### Written request 1
In the football discussion below, which three teams does Joey name right after saying good defense starts with the defensive line?

### Given text
Joey: I suppose so. I guess I want to see the DEs hold their positions but make more plays. Does that make sense? It seemed like pressure from the edges didn't result in tackles. And as you've both mentioned, even when the pressure was adequate, there was no one in position to make the QB pay. So really, my answer is a hybrid. I think UM will be successful if its DEs define the space a QB has, making tackles when they can, and if the LBs can be in position when a QB goes back toward the field
Brian: Have your cake and eat it too.
Vijay: That's the "swarming thing" I was talking about. If you want Woodley flying off the edge, you have to expect him to miss a bunch of times, but at least force the QB back towards someone else. There's never anyone else there for us. How many times do you see a QB juke a DE, only to get racked up from behind by a 2nd rusher? How many times do you see that happen against Michigan. I feel the opposite. I want Woodley and JVA and whomever else just flying at the QB with no conscience. And I want our LBs behind that ready to clean up.
Joey: I think we're
getting at the same thing--people playing their assignments well--but we might be articulating it differently.
Brian: Speaking of the defensive line, I think it's the key to the entire year for the team, the one unit that will make the D if it dominates like it could. New coach, new attitude, same pretty good players. What level will they play at?
Vijay: I harp on it, but I hate youth and those guys were first year starters. They will be much improved. And having quality depth will mean the world to Gabe.
Joey: Well, I was going to originally write that good defense and winning in college football start with the defensive line. Ask Iowa, USC, and LSU. If I can defend Herrmann, a little, it would have been nice were the d-line being taught d-line things.
Vijay: Agreed, Joey.
Brian: Is Stripling going to make a difference?

### Written request 2
In the entries below, find every line that contains the string "plastic" and copy each of those lines. Case counts.

### Available records
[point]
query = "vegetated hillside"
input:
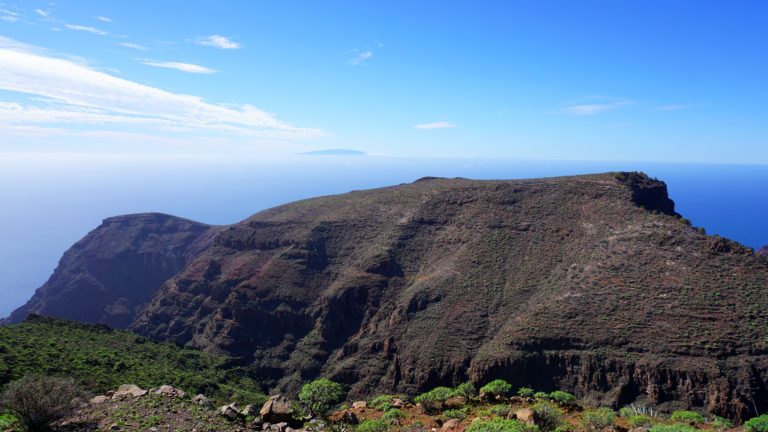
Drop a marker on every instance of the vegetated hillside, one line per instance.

--

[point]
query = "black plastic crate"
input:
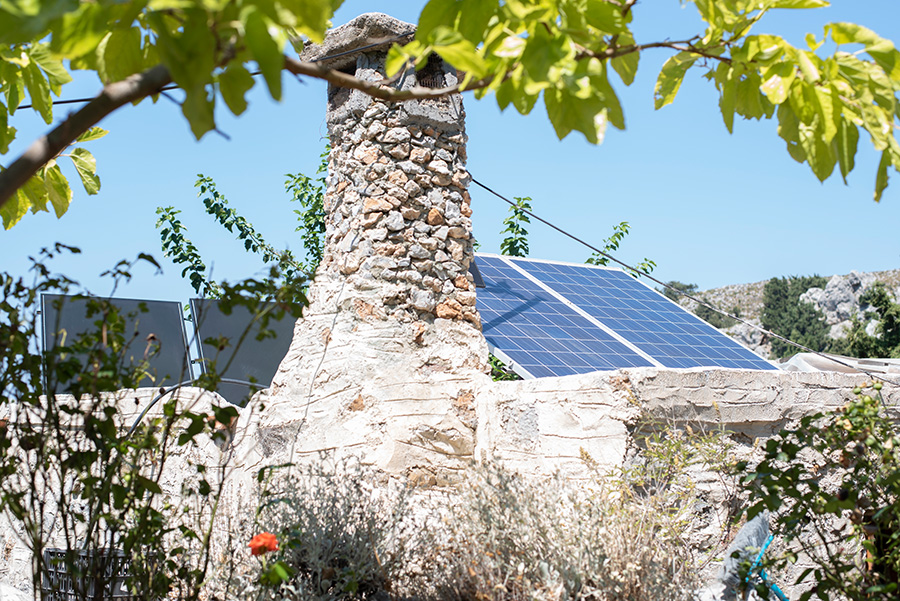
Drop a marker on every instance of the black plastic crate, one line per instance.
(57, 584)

==

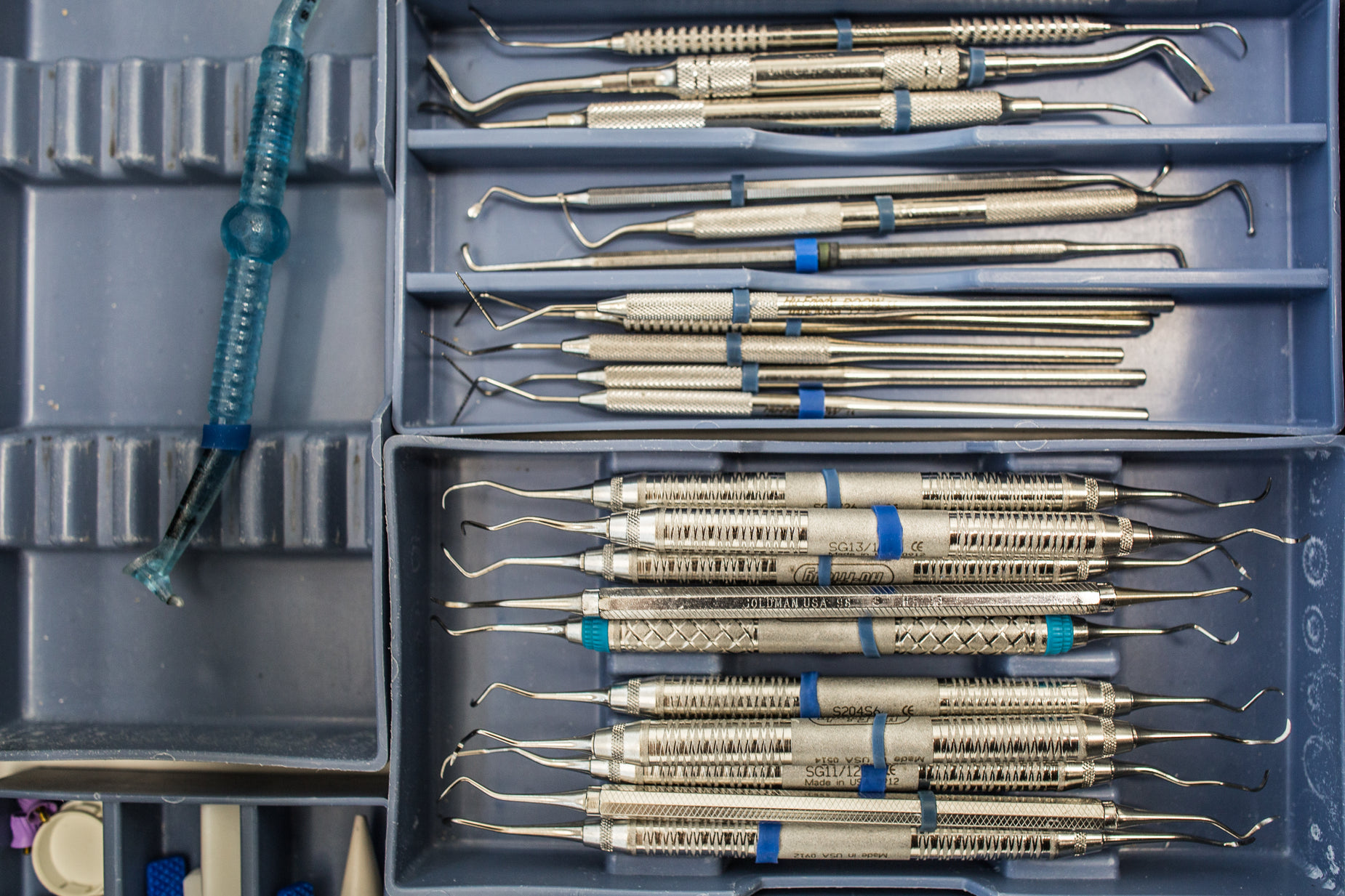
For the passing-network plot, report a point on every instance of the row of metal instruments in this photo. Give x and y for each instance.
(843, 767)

### Exercise result 1
Iowa, USC, and LSU.

### Exercise result 2
query = "black plastic crate"
Drop a marker on every instance of the black plastic crate, one line per instance.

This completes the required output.